• Direction
Please write out the complete listing that follows, exactly as it reads.

-- begin Source data --

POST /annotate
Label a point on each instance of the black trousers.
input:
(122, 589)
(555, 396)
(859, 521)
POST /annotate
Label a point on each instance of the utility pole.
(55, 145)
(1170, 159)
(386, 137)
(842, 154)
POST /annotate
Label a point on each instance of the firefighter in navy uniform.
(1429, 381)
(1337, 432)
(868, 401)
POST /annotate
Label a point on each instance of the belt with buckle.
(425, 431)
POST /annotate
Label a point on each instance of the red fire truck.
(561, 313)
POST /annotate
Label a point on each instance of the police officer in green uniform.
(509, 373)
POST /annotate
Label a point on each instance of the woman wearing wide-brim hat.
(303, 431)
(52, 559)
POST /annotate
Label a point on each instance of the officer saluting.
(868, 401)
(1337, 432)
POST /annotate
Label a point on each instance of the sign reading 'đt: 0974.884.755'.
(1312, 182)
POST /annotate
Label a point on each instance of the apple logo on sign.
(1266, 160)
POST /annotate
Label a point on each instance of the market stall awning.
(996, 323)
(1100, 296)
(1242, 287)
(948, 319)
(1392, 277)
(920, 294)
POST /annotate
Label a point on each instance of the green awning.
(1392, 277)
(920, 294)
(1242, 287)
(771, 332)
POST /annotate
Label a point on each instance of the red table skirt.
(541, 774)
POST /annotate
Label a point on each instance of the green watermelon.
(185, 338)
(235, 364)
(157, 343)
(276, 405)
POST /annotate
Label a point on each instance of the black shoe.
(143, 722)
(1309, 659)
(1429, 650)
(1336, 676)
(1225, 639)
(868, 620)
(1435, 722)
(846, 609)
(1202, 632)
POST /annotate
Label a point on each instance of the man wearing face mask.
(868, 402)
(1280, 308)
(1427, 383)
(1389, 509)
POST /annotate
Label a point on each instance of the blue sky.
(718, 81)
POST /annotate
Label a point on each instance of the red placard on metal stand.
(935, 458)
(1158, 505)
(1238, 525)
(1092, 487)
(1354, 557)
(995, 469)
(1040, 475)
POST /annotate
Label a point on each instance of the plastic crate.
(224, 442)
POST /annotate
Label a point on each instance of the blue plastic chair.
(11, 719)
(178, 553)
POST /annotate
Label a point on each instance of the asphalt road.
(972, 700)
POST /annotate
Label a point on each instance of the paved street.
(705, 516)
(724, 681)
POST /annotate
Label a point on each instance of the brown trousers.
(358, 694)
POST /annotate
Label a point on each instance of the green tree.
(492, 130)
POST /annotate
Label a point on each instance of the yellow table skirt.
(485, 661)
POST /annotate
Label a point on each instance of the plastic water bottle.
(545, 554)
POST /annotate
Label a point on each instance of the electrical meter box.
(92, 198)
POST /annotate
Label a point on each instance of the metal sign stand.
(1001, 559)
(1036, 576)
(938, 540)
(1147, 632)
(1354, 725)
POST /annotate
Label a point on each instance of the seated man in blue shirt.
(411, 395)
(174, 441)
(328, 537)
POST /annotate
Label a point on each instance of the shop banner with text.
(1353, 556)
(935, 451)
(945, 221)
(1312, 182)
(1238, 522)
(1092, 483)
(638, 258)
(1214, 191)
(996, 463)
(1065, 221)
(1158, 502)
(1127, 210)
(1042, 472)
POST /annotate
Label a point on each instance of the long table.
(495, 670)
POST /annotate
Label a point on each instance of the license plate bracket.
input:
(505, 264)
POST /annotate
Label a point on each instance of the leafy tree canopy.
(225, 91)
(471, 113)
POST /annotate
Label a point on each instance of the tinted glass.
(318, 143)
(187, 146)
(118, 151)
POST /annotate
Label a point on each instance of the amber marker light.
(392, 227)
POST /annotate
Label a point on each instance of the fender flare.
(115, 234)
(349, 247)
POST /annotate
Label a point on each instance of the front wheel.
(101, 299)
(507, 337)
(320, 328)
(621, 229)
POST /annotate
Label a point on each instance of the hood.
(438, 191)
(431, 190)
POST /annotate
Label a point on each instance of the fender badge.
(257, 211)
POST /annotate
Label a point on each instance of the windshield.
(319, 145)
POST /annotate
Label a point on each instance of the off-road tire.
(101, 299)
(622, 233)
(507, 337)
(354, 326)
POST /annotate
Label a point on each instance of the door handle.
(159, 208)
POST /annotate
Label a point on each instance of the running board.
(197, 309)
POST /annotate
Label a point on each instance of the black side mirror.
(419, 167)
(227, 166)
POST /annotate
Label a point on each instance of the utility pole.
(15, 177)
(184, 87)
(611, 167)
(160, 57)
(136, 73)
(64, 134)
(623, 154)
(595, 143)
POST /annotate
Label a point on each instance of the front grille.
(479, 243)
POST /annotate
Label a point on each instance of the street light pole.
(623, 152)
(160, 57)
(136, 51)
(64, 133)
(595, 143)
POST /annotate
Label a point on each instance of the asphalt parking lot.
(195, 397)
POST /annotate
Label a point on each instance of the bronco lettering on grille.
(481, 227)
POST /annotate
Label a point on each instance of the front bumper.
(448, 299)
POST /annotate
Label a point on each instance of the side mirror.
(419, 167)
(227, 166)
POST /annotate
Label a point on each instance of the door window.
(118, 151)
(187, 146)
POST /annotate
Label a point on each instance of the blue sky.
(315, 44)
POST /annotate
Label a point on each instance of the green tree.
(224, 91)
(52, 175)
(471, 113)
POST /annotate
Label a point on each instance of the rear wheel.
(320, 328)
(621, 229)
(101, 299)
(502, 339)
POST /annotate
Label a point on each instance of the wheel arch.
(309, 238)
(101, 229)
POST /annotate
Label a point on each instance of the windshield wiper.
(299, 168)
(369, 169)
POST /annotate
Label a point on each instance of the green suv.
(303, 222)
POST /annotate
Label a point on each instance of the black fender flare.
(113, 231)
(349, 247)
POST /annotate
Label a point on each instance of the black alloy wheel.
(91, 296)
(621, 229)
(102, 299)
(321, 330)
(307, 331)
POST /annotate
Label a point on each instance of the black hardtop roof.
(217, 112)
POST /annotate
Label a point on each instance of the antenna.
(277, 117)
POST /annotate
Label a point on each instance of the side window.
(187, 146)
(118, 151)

-- end Source data --

• Exercise solution
POST /annotate
Label a point on each instance of the black trousers.
input:
(122, 589)
(555, 396)
(859, 521)
POST /annotate
Label a point on each instance of the utility pole.
(55, 145)
(1170, 159)
(386, 137)
(842, 154)
POST /annotate
Label a point on each instance of the firefighter in navy uniform.
(1429, 381)
(1337, 432)
(868, 401)
POST /annotate
Label a point on each instance of the belt with buckle.
(425, 431)
POST /annotate
Label a point on each instance of the red fire truck.
(561, 313)
POST /annotate
Label a point on each instance of the police officer in green uniform.
(509, 373)
POST /annotate
Label a point on each instance of the woman wearing wide-brim hat.
(303, 431)
(52, 559)
POST /annotate
Label a point on each instance of the officer saluting.
(868, 401)
(1337, 432)
POST /annotate
Label a point on each instance of the sign reading 'đt: 0974.884.755'.
(1312, 182)
POST /annotate
Label a point on each instance of the apple logo on sign.
(1266, 160)
POST /annotate
Label a point on each instance of the market stall awning.
(996, 323)
(1100, 296)
(1242, 287)
(948, 319)
(1392, 277)
(920, 294)
POST /annotate
Label a point on each instance of the green awning.
(1392, 277)
(920, 294)
(1242, 287)
(771, 332)
POST /annotate
Label a point on each instance of the red table skirt.
(541, 774)
POST /annotate
Label a point on each instance of the green watermelon.
(185, 338)
(235, 364)
(157, 343)
(276, 405)
POST /annotate
Label a point on each instance of the black shoe.
(143, 722)
(1309, 659)
(1429, 650)
(1336, 676)
(1225, 639)
(868, 620)
(1435, 722)
(846, 609)
(1202, 632)
POST /annotate
Label a point on each instance of the man wearing face mask.
(868, 402)
(1280, 308)
(1427, 383)
(1389, 509)
POST /annotate
Label a point on each instance of the blue sky.
(718, 81)
POST /annotate
Label a point on each instance of the red placard on metal stand.
(935, 458)
(1158, 505)
(1238, 525)
(1092, 487)
(1354, 557)
(995, 469)
(1040, 475)
POST /annotate
Label a point on each instance of the plastic crate.
(224, 442)
POST /annotate
Label a point on each instance of the blue plastic chair.
(11, 719)
(178, 553)
POST /annotate
Label a point on each instance of the asphalt road.
(972, 700)
POST /annotate
Label a point on each instance of the paved street.
(705, 516)
(724, 681)
POST /annotate
Label a point on each instance of the brown trousers.
(358, 694)
POST /annotate
Label a point on each instance of the green tree.
(492, 130)
POST /annotate
Label a point on each instance of the yellow table skirt.
(485, 661)
POST /annotate
Label a point on each instance of the plastic water bottle.
(545, 554)
POST /annotate
Label a point on each instance of the electrical meter box.
(92, 198)
POST /annotate
Label a point on each instance of the metal sign stand.
(1001, 559)
(1036, 576)
(938, 540)
(1147, 632)
(1354, 725)
POST /annotate
Label a point on each instance of the seated man in blue shirt.
(411, 395)
(174, 441)
(328, 537)
POST /annotate
Label a point on each instance of the shop banner with text.
(1353, 556)
(935, 451)
(945, 221)
(1312, 182)
(1238, 522)
(1092, 483)
(638, 258)
(1214, 191)
(996, 463)
(1065, 221)
(1158, 502)
(1127, 210)
(1042, 472)
POST /annotate
Label a point on each instance of the long table.
(495, 670)
POST /annotate
Label a point on each instance of the license plate bracket.
input:
(505, 264)
POST /annotate
Label a point on each instance of the leafy tree canopy.
(225, 91)
(471, 113)
POST /annotate
Label a point on each instance of the tinted glass.
(318, 143)
(187, 146)
(118, 151)
POST /annotate
Label a point on each instance of the amber marker light.
(392, 227)
POST /annotate
Label a point on each instance of the fender flare.
(115, 234)
(349, 247)
POST /annotate
Label a point on each instance of the front wheel.
(101, 299)
(507, 337)
(320, 328)
(621, 229)
POST /annotate
Label a point on each instance of the hood.
(438, 191)
(431, 190)
POST /annotate
Label a point on each instance of the fender badge.
(257, 211)
POST /annotate
Label a point on each instance of the windshield.
(319, 145)
POST /annotate
Label a point on each instance of the off-road tire.
(101, 299)
(622, 233)
(507, 337)
(354, 326)
POST /annotate
Label a point on each instance of the door handle.
(159, 208)
POST /annotate
Label a point on each instance of the running board.
(197, 309)
POST /annotate
Label a point on each instance of the black side mirror.
(419, 167)
(227, 166)
POST /annotate
Label a point on each instance of the utility pole.
(15, 177)
(184, 87)
(611, 167)
(160, 57)
(136, 73)
(64, 134)
(623, 154)
(595, 143)
POST /annotate
Label a point on each instance of the front grille.
(479, 243)
POST /annotate
Label a point on each instance of the street light pole.
(623, 152)
(160, 57)
(136, 51)
(64, 133)
(595, 143)
POST /annotate
Label a point on each instance of the asphalt parking lot.
(195, 397)
POST /annotate
Label a point on each instance of the bronco lettering on grille.
(481, 227)
POST /annotate
Label a point on each instance of the front bumper.
(448, 299)
POST /annotate
Label a point on each instance of the side mirror.
(419, 167)
(227, 166)
POST /annotate
Label a point on each instance of the door window.
(118, 151)
(187, 146)
POST /annotate
Label a point on each instance of the blue sky.
(315, 44)
POST /annotate
Label a point on each instance of the green tree.
(224, 91)
(52, 175)
(471, 113)
POST /annotate
Label a point on each instance of the rear wheel.
(320, 328)
(621, 229)
(101, 299)
(502, 339)
POST /annotate
Label a point on each instance of the wheel arch.
(309, 238)
(101, 229)
POST /annotate
Label a point on each instance of the windshield wiper.
(299, 168)
(369, 169)
POST /annotate
Label a point on each instance of the green suv.
(303, 222)
POST /annotate
Label a point on each instance of the black fender flare.
(113, 231)
(349, 247)
POST /annotate
Label a point on each instance of the black alloy wheel.
(91, 296)
(621, 229)
(102, 299)
(321, 330)
(307, 331)
POST /annotate
Label a point on each instance of the black hardtop roof.
(217, 112)
POST /annotate
Label a point on each instance of the antenna.
(277, 117)
POST /annotate
Label a point on each instance of the side window.
(187, 146)
(118, 151)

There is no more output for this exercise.